▶ _Problem requirements_:
Take the data below and repeat it exactly.

▶ _Given entries_:
========
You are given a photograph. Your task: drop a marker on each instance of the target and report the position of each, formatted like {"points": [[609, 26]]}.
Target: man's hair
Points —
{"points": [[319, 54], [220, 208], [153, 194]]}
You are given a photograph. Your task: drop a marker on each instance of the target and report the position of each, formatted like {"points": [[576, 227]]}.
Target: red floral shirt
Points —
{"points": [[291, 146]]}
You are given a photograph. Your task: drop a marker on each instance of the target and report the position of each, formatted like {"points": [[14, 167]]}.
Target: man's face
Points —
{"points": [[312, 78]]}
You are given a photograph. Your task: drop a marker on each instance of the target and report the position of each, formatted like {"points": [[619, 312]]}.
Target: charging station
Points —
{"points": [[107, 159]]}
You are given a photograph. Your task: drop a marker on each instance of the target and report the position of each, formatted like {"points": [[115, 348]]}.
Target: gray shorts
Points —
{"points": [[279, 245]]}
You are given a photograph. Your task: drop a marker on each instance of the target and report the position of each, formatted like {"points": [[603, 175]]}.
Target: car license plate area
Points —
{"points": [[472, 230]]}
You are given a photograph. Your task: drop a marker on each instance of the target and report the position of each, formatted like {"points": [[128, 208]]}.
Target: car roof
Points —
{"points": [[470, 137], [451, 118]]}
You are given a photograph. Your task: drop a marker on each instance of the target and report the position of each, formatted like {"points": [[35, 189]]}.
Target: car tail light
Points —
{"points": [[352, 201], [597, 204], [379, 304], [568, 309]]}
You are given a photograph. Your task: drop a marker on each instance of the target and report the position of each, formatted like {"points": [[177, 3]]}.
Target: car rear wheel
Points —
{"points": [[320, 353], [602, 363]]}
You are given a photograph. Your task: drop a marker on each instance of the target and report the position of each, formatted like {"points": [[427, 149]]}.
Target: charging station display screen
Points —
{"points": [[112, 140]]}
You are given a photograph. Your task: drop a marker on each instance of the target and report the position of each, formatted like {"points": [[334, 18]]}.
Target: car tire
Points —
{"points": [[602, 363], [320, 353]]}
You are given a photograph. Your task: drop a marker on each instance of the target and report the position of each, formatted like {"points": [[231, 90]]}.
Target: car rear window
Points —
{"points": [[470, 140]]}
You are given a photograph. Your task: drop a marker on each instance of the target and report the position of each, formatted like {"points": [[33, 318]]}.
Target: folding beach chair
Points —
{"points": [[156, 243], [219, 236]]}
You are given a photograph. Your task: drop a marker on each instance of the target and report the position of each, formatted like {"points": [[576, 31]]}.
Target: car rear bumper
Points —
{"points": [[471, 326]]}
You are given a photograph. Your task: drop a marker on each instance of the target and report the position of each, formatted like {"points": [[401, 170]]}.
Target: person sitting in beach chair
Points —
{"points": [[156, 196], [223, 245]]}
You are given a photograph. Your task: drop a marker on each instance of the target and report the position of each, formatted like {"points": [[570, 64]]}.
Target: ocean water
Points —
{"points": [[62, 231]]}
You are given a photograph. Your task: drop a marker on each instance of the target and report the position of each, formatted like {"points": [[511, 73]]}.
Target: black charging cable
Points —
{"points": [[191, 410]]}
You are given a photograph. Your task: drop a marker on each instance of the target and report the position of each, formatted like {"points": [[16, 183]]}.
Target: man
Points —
========
▶ _Final answer_:
You are given a photograph. Your task: drop a marker on each instance of the target and report the position of each, formatted like {"points": [[609, 26]]}.
Target: man's hair
Points —
{"points": [[319, 54], [220, 208], [153, 194]]}
You are given a photograph. Your task: drop a marker on each instance of the target and report the position of each, formatted like {"points": [[576, 227]]}.
Target: red floral shirt
Points —
{"points": [[291, 146]]}
You are given a photograph. Your task: drop a marker on each instance of the target and report the position of each, formatted like {"points": [[14, 167]]}.
Target: man's face
Points —
{"points": [[312, 78]]}
You are given a photograph. Your task: drop a marker on each instance of the target and report the position of each, formatted like {"points": [[619, 312]]}.
Target: charging station
Points —
{"points": [[107, 159]]}
You are given a photograph. Your task: drop a marker on each instance of the target and report the position of each, formatted like {"points": [[115, 348]]}.
Target: gray shorts
Points —
{"points": [[279, 245]]}
You are given a photograph. Your task: drop a marker on each instance of the target and report the position of each, formatted like {"points": [[603, 175]]}.
Target: car license plate area
Points —
{"points": [[472, 230]]}
You are given a photograph. Your task: drop a marker on each instance of the target and report the position of each, formatted like {"points": [[128, 208]]}.
Target: car roof
Points —
{"points": [[470, 137], [451, 118]]}
You are given a photograph. Your task: drop a marker on each instance of the target and report the position of each, formatted like {"points": [[35, 189]]}.
Target: car tail light
Points —
{"points": [[352, 201], [597, 204], [379, 304], [568, 309]]}
You are given a photograph. Your task: drop a marker on each instance of the target and report the position of each, formatted like {"points": [[177, 3]]}.
Target: car rear wheel
Points —
{"points": [[320, 353], [602, 363]]}
You are given a photograph. Your task: drop a marker on each instance of the target and report the position of each, formatted like {"points": [[427, 149]]}.
Target: charging station display screen
Points —
{"points": [[112, 140]]}
You are given a photograph. Your task: drop a marker on each instance of the target and report the position of each, formatted like {"points": [[334, 18]]}.
Target: car tire
Points —
{"points": [[602, 363], [320, 353]]}
You are given a photograph. Your task: drop a marker on each instance of the target and report the position of each, formatted like {"points": [[231, 90]]}.
Target: car rear window
Points —
{"points": [[470, 140]]}
You are given a photograph. Your task: drop a marker on each instance of the target and report the position of each, formatted like {"points": [[33, 318]]}.
Target: folding beach chair
Points —
{"points": [[156, 243], [219, 236]]}
You are given a photograph. Your task: drop a marker on each instance of the target and report the position of each, formatted like {"points": [[576, 31]]}.
Target: car rear bumper
Points —
{"points": [[471, 326]]}
You are given a photograph. Your task: drop a marker on each instance of the target and report the position of each, formatted like {"points": [[401, 170]]}.
Target: person sitting in beach chair
Points —
{"points": [[156, 196], [223, 245]]}
You are given a photograph. Your task: drop a marker on each instance of the target and report the position of each, formatted like {"points": [[570, 64]]}.
Target: ocean water
Points —
{"points": [[62, 231]]}
You are given a photograph. Your task: drop a marker on each instance of the target and report the position of each, formatted like {"points": [[511, 73]]}.
Target: black charging cable
Points —
{"points": [[191, 410]]}
You are given a photograph. Your task: drop a marker on each instance of the target and report the position of each, formatted like {"points": [[16, 183]]}.
Target: man
Points —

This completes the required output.